§ TO DO:
Here are records with pictures in them. Copy all of them exactly and leave the pictures out.

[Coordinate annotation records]
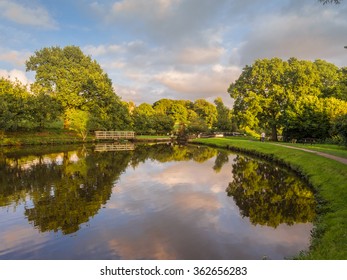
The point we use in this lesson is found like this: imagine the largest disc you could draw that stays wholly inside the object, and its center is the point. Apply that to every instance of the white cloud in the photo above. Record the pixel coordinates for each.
(199, 55)
(309, 33)
(13, 57)
(25, 15)
(15, 75)
(210, 82)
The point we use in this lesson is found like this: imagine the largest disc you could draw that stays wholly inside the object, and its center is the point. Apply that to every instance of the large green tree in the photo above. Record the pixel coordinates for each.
(270, 91)
(224, 117)
(260, 95)
(77, 82)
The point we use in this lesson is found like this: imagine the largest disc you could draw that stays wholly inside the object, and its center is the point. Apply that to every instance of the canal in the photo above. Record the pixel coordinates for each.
(149, 202)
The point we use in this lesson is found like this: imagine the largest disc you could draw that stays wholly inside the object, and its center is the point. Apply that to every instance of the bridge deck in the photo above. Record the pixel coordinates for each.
(114, 135)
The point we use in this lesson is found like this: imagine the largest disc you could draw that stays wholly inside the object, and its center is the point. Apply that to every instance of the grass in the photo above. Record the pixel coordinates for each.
(335, 150)
(328, 178)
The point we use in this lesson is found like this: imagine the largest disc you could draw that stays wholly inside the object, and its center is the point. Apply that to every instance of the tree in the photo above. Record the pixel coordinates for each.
(340, 127)
(142, 118)
(224, 121)
(260, 95)
(78, 121)
(268, 92)
(13, 105)
(44, 109)
(75, 80)
(206, 111)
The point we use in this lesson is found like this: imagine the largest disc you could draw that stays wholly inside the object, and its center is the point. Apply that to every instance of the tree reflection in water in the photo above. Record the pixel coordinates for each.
(270, 196)
(69, 187)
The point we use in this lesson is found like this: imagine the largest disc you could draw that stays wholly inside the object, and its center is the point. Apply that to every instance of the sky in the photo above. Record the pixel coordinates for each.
(178, 49)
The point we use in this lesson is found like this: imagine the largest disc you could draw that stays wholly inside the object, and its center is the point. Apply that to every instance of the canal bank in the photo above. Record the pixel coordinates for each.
(329, 179)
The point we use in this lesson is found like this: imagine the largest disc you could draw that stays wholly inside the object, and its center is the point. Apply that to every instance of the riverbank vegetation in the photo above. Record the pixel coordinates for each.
(293, 99)
(329, 180)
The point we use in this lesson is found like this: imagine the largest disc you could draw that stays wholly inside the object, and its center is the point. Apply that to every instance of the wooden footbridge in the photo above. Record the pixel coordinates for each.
(114, 135)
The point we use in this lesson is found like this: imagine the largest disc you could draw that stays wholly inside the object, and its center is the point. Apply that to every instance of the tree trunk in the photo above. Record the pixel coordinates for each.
(274, 133)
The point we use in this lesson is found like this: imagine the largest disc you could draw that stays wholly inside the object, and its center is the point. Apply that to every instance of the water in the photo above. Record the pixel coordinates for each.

§ WRITTEN ANSWER:
The point we use in this lesson is found like this: imagine the largest disc you could draw that stays wholly inside the object, and its center is the point. Apply that to every instance of the white cloud in the photo above. Record the pixel coordinates for each.
(199, 55)
(309, 33)
(13, 57)
(25, 15)
(15, 75)
(210, 82)
The point we use in this lesson is found like this: imagine the largest disc you could draw that stays wholly inside the object, and its center is the point. Apply that to every instance of the large green tree in the photo above. Record the pixel coordinates for each.
(270, 91)
(224, 117)
(260, 95)
(77, 82)
The point we use in this lesson is found like this: imagine the largest disc you could draw that stays wholly inside the object, and its center is the point. Apply that to every instance of the canal in the photo above. Record the pixel coordinates for each.
(149, 202)
The point we use in this lesson is found like this: imagine the largest disc you could draw that stays wholly inside the object, and its center is the point. Apply that to every instance of the bridge deck in the photo above. Record the pixel coordinates for each.
(114, 135)
The point we use in this lesson is found like this: imagine the largest disc you could draw that stays wholly inside the object, and its center is the point. Apply that to every instance of the grass in the photo above. Record the pixel coordinates for each.
(335, 150)
(328, 178)
The point we use in this lesson is found like this: imagine the largest disc you could draw that stays wholly inside the object, and its center is the point. Apply that to every instance of the tree in the photo above. Record the pixel coordinates for each.
(340, 127)
(142, 118)
(224, 121)
(260, 95)
(78, 121)
(268, 92)
(13, 105)
(44, 109)
(75, 80)
(206, 111)
The point we use in this lesson is found like this: imagine the largest disc you could draw that stays wholly inside the object, and its center is the point. Apply that to every instance of the tree reflection in water in the photo above. Record the pixel coordinates for each.
(270, 196)
(69, 187)
The point we use in this lesson is found like this: imagine the largest disc you could draw that stays wholly inside the object, and its center is the point. Apply that to every instance of the sky in the photo above. Record the pixel coordinates for each.
(178, 49)
The point we use in this lesson is found like this: imagine the largest disc you could draw that stays wholly inside the object, and its center is the point. Apply that to every instance of the canal bank in the photo above. Record the pixel coordinates for each.
(329, 179)
The point we use in this lesson is found like this: imagine the largest disc you could draw that stays wholly inside the object, and its center is the point. Apply that to every instance of the riverbank vegetation in the photo above. Record the pixel coordinates for each.
(293, 99)
(329, 180)
The point we use in this lesson is found like this: imagine the largest disc you could draw that stays wholly inside the object, and its center is the point. Apply that to every instance of the wooden footbridge in the photo above. Record the pixel coordinates for each.
(114, 135)
The point we use in this lesson is found like this: imagine the largest disc you could draw that stays wholly inside the object, and its center is the point. Apply that to every instance of the tree trunk in the photo above. Record the pixel coordinates for each.
(274, 133)
The point we use in this lesson is found like this: imagine the largest disc you could draw that stays wholly inside the object, and its center is the point. Apply that to every instance of the water in the photo above. Record the pixel coordinates for each.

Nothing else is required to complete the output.